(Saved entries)
++++++++
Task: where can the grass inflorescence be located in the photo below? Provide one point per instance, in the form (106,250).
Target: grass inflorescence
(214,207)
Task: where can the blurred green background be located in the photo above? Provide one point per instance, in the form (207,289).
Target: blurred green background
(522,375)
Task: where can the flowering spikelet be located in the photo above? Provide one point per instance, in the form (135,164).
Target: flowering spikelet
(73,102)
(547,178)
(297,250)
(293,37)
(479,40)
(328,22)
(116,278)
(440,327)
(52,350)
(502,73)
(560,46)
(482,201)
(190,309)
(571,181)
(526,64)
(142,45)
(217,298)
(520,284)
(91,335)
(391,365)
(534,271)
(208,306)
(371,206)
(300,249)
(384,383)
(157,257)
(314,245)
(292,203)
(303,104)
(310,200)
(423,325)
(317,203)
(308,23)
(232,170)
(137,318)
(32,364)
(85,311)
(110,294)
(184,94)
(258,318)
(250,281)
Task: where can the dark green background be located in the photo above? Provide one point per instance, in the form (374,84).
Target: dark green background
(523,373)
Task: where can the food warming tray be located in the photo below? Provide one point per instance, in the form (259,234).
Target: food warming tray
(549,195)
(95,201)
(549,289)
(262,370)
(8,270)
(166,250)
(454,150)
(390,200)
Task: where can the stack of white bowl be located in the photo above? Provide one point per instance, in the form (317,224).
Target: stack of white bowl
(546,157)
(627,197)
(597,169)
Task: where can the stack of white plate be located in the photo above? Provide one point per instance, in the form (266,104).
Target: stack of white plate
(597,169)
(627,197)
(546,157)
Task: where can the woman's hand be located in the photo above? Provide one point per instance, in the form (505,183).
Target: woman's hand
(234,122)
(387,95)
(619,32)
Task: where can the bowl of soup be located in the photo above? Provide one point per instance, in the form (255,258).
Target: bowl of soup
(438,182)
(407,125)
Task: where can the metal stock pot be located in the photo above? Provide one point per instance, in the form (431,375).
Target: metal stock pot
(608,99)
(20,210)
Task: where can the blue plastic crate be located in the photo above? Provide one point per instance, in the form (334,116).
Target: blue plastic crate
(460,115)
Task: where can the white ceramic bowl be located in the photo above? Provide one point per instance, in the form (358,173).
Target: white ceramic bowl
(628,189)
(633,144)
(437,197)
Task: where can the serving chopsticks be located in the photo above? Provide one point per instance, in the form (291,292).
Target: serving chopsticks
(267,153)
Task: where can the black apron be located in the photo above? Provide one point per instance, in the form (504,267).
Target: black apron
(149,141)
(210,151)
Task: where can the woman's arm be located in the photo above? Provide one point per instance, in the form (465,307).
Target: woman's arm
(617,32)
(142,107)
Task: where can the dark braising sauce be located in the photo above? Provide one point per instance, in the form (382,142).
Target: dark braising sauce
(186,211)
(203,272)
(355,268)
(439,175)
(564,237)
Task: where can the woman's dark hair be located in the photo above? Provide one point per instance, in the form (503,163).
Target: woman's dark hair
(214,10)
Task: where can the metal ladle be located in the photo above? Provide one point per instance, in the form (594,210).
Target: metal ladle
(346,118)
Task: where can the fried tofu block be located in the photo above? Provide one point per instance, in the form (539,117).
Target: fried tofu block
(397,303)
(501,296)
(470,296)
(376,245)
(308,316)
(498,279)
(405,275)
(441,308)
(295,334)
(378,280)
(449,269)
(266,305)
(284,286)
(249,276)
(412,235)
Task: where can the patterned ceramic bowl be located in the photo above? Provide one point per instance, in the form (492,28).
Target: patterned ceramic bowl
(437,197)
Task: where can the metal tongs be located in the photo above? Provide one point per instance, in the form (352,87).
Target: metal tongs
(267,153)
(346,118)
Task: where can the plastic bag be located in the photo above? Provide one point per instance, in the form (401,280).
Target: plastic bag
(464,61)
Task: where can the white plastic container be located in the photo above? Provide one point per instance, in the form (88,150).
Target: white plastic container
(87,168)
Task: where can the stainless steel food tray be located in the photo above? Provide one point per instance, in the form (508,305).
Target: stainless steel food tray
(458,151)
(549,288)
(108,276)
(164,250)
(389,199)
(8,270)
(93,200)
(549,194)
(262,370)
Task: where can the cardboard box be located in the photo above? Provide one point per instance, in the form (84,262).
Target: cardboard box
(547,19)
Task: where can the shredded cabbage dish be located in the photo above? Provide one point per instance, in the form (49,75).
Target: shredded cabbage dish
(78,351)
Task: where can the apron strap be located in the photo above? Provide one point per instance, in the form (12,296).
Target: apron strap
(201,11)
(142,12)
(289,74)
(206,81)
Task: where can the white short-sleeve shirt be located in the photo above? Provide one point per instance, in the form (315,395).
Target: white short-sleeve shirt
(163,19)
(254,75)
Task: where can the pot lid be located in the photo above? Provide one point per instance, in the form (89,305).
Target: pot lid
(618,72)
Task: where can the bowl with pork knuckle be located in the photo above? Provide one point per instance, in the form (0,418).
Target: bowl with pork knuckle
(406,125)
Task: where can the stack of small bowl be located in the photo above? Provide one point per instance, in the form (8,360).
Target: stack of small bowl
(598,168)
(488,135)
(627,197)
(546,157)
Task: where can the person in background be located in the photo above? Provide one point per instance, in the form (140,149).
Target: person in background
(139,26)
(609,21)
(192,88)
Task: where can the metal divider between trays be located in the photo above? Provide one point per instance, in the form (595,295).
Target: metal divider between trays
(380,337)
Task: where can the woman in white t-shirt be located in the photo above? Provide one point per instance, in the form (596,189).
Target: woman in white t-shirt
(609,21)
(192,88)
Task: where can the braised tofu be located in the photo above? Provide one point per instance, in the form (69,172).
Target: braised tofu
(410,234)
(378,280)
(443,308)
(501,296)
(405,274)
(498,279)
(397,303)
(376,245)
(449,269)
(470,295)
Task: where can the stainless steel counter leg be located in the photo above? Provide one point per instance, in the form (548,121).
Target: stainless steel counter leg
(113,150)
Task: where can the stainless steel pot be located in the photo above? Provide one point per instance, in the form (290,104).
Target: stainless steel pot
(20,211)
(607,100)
++++++++
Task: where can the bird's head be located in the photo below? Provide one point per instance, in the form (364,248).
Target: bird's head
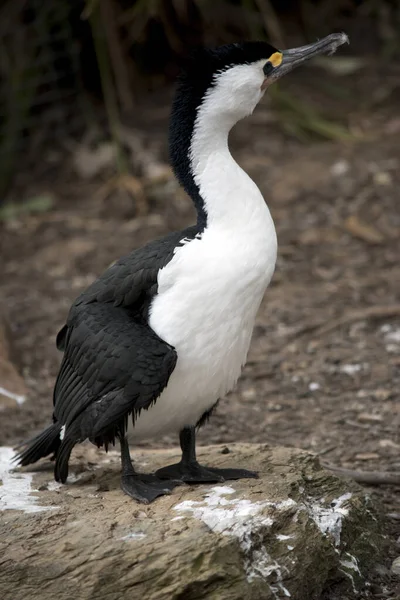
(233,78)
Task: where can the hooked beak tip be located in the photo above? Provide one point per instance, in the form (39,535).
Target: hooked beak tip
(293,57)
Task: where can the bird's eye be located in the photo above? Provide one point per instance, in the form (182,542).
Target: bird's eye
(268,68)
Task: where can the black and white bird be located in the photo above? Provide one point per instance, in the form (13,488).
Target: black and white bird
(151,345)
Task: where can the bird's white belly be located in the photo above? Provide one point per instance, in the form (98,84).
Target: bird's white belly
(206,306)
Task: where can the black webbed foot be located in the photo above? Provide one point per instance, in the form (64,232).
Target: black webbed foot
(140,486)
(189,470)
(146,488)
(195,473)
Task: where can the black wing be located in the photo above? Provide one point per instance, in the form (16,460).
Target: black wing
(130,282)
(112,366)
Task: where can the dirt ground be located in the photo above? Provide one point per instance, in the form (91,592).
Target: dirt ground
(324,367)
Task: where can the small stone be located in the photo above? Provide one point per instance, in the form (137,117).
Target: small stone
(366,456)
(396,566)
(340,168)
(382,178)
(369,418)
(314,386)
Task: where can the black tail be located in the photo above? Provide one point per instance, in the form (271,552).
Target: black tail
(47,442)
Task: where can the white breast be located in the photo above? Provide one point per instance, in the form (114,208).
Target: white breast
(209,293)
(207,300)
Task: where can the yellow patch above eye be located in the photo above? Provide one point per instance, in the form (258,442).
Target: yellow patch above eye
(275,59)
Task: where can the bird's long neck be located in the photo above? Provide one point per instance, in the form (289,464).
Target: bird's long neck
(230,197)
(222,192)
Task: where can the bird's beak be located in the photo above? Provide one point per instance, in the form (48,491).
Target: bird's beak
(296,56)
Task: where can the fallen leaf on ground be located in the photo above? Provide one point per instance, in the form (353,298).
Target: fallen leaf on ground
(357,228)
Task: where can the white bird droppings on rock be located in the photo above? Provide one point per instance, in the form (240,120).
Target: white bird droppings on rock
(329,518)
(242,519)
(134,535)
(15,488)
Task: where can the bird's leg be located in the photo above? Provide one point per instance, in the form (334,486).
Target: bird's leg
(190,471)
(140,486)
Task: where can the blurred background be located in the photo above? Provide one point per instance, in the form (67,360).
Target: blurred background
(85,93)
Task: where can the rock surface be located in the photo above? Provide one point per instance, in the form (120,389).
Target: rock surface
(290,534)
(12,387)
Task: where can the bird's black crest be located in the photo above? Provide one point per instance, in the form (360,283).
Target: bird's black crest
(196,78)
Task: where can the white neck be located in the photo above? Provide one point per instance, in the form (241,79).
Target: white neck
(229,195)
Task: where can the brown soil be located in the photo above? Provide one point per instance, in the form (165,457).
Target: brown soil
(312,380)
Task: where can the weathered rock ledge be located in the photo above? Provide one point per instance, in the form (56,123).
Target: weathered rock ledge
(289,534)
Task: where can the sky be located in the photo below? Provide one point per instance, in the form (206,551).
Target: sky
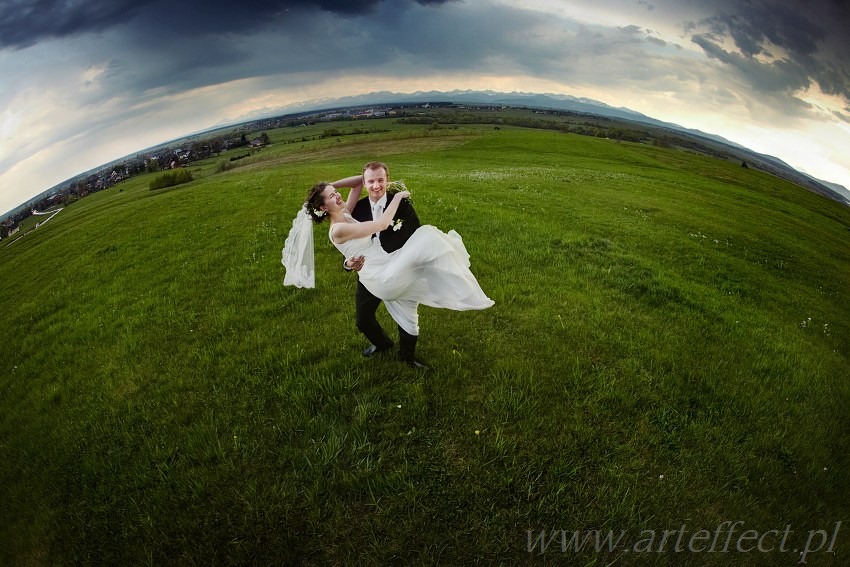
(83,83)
++++++++
• [About this task]: Reproduce, exactly as they stand in the data above, the lines from the one that holds "Target: blurred green background" to the one that holds "Task: where can the bowl of", inclusive.

• [Reply to the task]:
Target: blurred green background
(522,375)
Task: where can the flowering spikelet be located in the photo above? Provide one point per instance, in the form (135,164).
Target: flowering spikelet
(73,102)
(547,178)
(297,250)
(293,37)
(479,40)
(328,22)
(116,278)
(440,327)
(52,350)
(502,73)
(560,46)
(482,201)
(190,309)
(571,181)
(526,64)
(142,45)
(217,298)
(520,284)
(91,335)
(391,365)
(534,271)
(208,306)
(371,206)
(300,249)
(384,383)
(157,257)
(314,245)
(292,203)
(303,104)
(310,200)
(423,325)
(317,203)
(308,23)
(232,170)
(137,318)
(32,364)
(85,311)
(110,294)
(184,94)
(258,318)
(250,281)
Task: where can the dark green background be located in the photo above? Provide one point per instance, in the form (374,84).
Target: dark green background
(523,373)
Task: where can the food warming tray be located in the photo below? Provide one point per instance, in the form (259,234).
Target: food warming tray
(549,195)
(95,201)
(549,289)
(262,370)
(8,270)
(166,250)
(454,150)
(390,200)
Task: where can the stack of white bowl be located in the photo above? Provide one point per instance, in the form (317,224).
Target: stack of white bowl
(546,157)
(627,197)
(597,169)
Task: where can the stack of white plate be located in the photo above? Provide one point per instance, in the form (266,104).
Target: stack of white plate
(597,169)
(627,197)
(546,157)
Task: where can the woman's hand be located in the photo above? Provide one point per instance, in the form (505,183).
Target: woman's hand
(234,122)
(387,95)
(619,32)
Task: where can the bowl of soup be located in the photo above? Provide one point per instance, in the form (255,258).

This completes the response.